Records for processing Start Marker

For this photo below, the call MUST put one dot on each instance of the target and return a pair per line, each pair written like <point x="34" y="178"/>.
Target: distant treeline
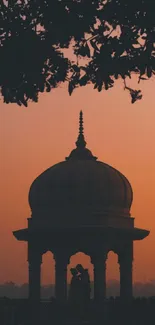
<point x="12" y="290"/>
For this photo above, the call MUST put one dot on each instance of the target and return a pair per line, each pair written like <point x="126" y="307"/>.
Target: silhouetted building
<point x="80" y="204"/>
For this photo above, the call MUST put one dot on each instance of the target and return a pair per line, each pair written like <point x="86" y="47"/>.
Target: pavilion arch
<point x="112" y="274"/>
<point x="47" y="275"/>
<point x="81" y="257"/>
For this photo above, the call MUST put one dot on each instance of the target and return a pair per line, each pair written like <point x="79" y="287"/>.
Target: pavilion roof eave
<point x="132" y="233"/>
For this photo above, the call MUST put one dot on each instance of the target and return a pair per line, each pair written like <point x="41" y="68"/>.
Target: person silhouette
<point x="84" y="283"/>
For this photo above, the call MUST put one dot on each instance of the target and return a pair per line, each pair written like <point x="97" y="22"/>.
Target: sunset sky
<point x="34" y="138"/>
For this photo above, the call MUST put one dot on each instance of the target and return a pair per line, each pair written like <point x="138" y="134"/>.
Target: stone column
<point x="99" y="262"/>
<point x="125" y="260"/>
<point x="61" y="262"/>
<point x="35" y="260"/>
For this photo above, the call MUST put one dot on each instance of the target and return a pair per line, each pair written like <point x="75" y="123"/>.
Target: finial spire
<point x="81" y="143"/>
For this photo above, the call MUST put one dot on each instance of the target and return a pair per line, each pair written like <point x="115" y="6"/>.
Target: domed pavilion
<point x="80" y="205"/>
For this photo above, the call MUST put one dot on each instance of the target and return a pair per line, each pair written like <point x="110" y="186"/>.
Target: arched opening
<point x="112" y="275"/>
<point x="85" y="261"/>
<point x="47" y="276"/>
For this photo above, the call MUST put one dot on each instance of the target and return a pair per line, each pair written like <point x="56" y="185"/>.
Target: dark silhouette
<point x="84" y="283"/>
<point x="116" y="37"/>
<point x="80" y="205"/>
<point x="74" y="292"/>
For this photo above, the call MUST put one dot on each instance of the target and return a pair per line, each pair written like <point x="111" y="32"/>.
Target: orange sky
<point x="34" y="138"/>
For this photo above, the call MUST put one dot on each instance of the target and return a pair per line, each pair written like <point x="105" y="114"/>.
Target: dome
<point x="80" y="189"/>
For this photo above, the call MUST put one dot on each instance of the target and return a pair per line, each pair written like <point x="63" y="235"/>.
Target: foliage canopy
<point x="107" y="40"/>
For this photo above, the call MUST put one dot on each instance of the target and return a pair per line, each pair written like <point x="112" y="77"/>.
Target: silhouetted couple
<point x="80" y="286"/>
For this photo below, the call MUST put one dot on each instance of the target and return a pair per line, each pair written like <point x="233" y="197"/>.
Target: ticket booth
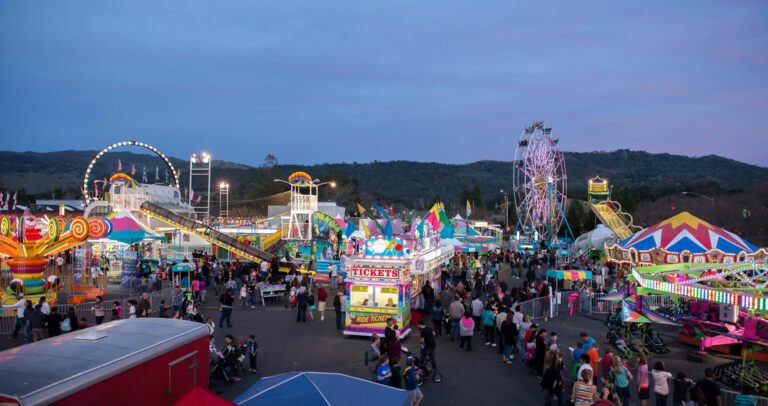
<point x="377" y="290"/>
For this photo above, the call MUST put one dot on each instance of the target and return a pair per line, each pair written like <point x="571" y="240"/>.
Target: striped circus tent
<point x="682" y="238"/>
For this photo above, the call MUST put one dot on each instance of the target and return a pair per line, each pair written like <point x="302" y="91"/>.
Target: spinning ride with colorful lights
<point x="721" y="277"/>
<point x="540" y="184"/>
<point x="28" y="246"/>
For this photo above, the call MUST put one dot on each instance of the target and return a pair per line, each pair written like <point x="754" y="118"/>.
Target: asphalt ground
<point x="468" y="378"/>
<point x="478" y="377"/>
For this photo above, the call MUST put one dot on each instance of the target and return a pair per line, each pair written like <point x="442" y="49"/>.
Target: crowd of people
<point x="472" y="303"/>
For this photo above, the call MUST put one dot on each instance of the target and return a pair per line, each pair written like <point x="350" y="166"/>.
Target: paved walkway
<point x="286" y="345"/>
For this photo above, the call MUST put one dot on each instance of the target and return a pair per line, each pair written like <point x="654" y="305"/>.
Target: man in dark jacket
<point x="428" y="294"/>
<point x="37" y="323"/>
<point x="145" y="309"/>
<point x="302" y="300"/>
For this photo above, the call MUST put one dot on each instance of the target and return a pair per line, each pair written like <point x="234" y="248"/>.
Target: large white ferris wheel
<point x="540" y="183"/>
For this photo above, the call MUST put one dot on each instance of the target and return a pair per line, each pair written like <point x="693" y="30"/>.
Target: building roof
<point x="47" y="370"/>
<point x="687" y="232"/>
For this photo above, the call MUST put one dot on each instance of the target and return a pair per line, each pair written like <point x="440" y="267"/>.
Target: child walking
<point x="253" y="351"/>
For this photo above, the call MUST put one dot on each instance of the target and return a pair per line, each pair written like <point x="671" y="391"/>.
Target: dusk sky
<point x="329" y="81"/>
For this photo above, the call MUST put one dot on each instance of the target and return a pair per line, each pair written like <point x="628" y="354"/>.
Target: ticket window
<point x="361" y="296"/>
<point x="386" y="297"/>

Records for processing End Marker

> [What needs to be done] Take from the material every line that holds "below".

> [Task answer]
For this photo below, the call MUST put one dot on each instance of the target and return a pair per line, each pair written like <point x="34" y="178"/>.
For this photo below, the call MUST put one dot on each instance of the target and return a pair per line, each pair written like <point x="233" y="197"/>.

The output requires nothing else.